START Records for this exercise

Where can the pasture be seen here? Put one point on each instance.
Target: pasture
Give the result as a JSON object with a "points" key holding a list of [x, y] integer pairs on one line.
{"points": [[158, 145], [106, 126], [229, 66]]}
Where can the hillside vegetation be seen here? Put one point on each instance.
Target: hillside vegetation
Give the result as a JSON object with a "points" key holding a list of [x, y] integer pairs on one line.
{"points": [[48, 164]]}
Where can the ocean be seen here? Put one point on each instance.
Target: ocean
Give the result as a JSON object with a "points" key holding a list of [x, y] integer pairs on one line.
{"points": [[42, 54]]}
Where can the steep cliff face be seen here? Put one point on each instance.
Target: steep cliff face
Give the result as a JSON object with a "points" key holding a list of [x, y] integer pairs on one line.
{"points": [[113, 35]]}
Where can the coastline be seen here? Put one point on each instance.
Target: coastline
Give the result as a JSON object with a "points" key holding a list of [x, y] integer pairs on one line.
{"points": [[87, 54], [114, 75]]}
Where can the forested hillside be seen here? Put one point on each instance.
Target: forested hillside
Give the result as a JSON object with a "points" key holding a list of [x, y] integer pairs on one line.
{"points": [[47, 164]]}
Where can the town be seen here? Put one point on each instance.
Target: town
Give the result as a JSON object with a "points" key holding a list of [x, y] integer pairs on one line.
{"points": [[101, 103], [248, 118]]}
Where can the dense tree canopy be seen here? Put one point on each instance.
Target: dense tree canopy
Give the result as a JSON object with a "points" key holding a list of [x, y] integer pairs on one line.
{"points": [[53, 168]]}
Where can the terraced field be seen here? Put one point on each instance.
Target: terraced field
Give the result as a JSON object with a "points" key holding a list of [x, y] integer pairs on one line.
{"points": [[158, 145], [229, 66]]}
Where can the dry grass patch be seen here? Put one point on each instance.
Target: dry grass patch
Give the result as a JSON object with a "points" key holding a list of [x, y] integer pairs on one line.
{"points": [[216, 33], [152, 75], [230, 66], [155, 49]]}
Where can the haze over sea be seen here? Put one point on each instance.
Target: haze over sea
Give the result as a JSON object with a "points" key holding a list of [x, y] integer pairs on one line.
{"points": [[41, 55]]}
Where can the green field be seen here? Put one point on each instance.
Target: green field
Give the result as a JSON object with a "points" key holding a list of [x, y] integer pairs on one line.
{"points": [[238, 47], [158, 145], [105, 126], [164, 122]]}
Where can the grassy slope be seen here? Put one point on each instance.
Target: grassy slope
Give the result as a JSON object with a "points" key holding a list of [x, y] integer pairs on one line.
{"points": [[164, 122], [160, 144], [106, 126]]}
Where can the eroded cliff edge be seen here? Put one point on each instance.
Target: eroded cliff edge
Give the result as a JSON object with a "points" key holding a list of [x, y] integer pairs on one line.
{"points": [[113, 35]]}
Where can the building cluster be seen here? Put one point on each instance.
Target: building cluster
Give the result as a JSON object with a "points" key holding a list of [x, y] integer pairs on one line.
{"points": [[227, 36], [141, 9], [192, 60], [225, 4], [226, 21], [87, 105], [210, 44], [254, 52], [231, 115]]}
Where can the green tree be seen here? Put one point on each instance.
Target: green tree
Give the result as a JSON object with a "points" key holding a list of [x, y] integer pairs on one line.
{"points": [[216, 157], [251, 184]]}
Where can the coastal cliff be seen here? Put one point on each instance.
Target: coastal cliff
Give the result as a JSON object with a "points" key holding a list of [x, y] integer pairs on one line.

END Records for this exercise

__Exercise objective__. Output only the lines from the top of the entries through the one holding "Target: dry grass patch", copied exactly.

__Exercise result__.
Where can the pasture be seen here? Put one point on each instance.
Target: pasture
Give the result as a JSON object with a "points" key holding a list of [x, y] integer pairs on one line.
{"points": [[158, 145], [106, 126], [229, 66]]}
Where can the hillside vegetation be seen here? Put one point on each instance.
Target: hillside vegetation
Give the result as a JSON object with a "points" key holding a list of [x, y] integer pairs on one line.
{"points": [[48, 164]]}
Where can the ocean be seen here? Put one point on each instance.
Target: ocean
Give the result as a JSON object with a "points" key holding a list of [x, y] integer pairs on one line.
{"points": [[42, 54]]}
Where can the steep cliff face be seen here? Put one point on each instance.
Target: steep cliff face
Give the result as a JSON object with a "points" key holding a list of [x, y] integer pairs on one line.
{"points": [[113, 35]]}
Where can the coastline be seen here? Put one point on each instance.
Target: coastline
Give the result as a JSON object with a "points" key holding a list of [x, y] integer pairs on one line.
{"points": [[87, 54], [114, 75]]}
Where can the forested hillside be seen here? Put one point on each instance.
Target: forested hillside
Give the result as a JSON object with a "points" key holding a list of [x, y] integer pairs on one line.
{"points": [[47, 164]]}
Where can the town be seen here? Put one point on each instance.
Target: town
Give the result as a JSON object with a "points" key holding a list of [x, y] integer pairs on one line.
{"points": [[101, 103], [248, 118]]}
Where can the dense tree canopy be seen here? Put one point on each instance.
Target: dense tree canopy
Give the result as a JSON object with a "points" key holding a list of [x, y] integer pairs on one line.
{"points": [[53, 168]]}
Where can the terraced field be seen here? Put one point on each instance.
Target: terraced field
Give the result as a JSON object with a "points" key holding a list of [x, y] integer pairs on one line.
{"points": [[158, 145], [229, 66]]}
Where can the dry grass patch be seen here? Put one point on each instance.
Target: dry grass patch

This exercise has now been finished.